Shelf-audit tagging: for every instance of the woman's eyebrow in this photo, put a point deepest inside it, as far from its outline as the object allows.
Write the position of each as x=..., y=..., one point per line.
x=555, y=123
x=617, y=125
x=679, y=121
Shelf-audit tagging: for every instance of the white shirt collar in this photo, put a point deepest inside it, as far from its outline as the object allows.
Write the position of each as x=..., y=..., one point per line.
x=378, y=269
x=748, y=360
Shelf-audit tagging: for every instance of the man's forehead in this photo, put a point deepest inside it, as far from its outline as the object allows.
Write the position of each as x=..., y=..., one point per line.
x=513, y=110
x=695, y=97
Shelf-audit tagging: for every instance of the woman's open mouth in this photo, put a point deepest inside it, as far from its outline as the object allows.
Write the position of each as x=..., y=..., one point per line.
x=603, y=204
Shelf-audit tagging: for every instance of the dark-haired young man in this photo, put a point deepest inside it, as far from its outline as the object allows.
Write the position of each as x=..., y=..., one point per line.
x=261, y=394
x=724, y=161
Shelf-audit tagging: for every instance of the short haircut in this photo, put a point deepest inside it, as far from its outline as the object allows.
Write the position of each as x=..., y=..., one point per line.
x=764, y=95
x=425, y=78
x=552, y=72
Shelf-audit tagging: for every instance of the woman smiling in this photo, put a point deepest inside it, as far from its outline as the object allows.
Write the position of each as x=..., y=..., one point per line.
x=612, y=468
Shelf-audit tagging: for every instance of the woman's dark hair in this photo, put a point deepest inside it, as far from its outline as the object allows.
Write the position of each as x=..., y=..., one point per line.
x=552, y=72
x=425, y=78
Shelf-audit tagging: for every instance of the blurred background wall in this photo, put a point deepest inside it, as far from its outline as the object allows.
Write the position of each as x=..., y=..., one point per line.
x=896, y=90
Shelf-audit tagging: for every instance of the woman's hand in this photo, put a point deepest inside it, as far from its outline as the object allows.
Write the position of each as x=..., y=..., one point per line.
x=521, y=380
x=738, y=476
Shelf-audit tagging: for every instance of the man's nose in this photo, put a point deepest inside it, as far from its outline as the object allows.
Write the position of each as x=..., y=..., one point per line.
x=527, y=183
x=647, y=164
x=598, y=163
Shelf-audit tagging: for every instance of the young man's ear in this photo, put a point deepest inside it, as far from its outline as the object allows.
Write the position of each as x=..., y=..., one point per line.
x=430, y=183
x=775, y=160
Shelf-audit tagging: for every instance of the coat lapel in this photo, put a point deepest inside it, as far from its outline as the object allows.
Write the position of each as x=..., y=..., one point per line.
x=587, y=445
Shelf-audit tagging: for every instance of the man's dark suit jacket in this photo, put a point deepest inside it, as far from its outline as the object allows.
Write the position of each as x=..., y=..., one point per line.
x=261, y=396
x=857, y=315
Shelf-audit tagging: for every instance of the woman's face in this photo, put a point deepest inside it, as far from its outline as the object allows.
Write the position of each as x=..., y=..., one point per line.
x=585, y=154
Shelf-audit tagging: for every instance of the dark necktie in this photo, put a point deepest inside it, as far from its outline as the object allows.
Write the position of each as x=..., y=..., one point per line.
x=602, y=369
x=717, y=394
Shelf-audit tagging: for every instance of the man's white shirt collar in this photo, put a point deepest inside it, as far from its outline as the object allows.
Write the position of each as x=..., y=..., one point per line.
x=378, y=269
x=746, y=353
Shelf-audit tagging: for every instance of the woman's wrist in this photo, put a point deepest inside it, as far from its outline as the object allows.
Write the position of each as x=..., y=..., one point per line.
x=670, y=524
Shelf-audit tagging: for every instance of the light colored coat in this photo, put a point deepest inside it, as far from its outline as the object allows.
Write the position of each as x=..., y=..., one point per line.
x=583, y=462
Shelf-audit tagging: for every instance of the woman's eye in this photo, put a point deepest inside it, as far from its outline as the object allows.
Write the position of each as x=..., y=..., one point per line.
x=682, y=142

== What you need to do ==
Everything from the first line above through the line that contains "Shelf-audit tagging: for every instance of the dark-haired" should be duplicated exactly, please, and nothing beyond it.

== Expected answer ==
Shelf-audit tagging: for every instance of the woman's eyebrow in this photo, put a point deepest inside it, as far from its outline as the object allows.
Write the position of each as x=..., y=..., one point per line.
x=555, y=123
x=617, y=125
x=679, y=121
Shelf-audit tagging: for every instance of the white shirt collar in this photo, put a point deepest inside it, as far from its outline as the object allows.
Write the position of each as x=..., y=..., one point per line.
x=378, y=269
x=748, y=360
Shelf-audit tagging: for every instance of the man's forehead in this photo, put a point deepest inside it, as far from its outline as the object allows.
Write the position of each as x=..., y=..., one point per line.
x=513, y=110
x=695, y=97
Shelf-audit tagging: for every instance of the woman's open mouth in this photo, put a point deepest inside it, as far from its outline as the object allows.
Write the position of each as x=..., y=..., one point per line.
x=603, y=204
Shelf-audit tagging: for every instance of the dark-haired young man in this photo, put a point deepest inside it, as far from its outline as the object allows.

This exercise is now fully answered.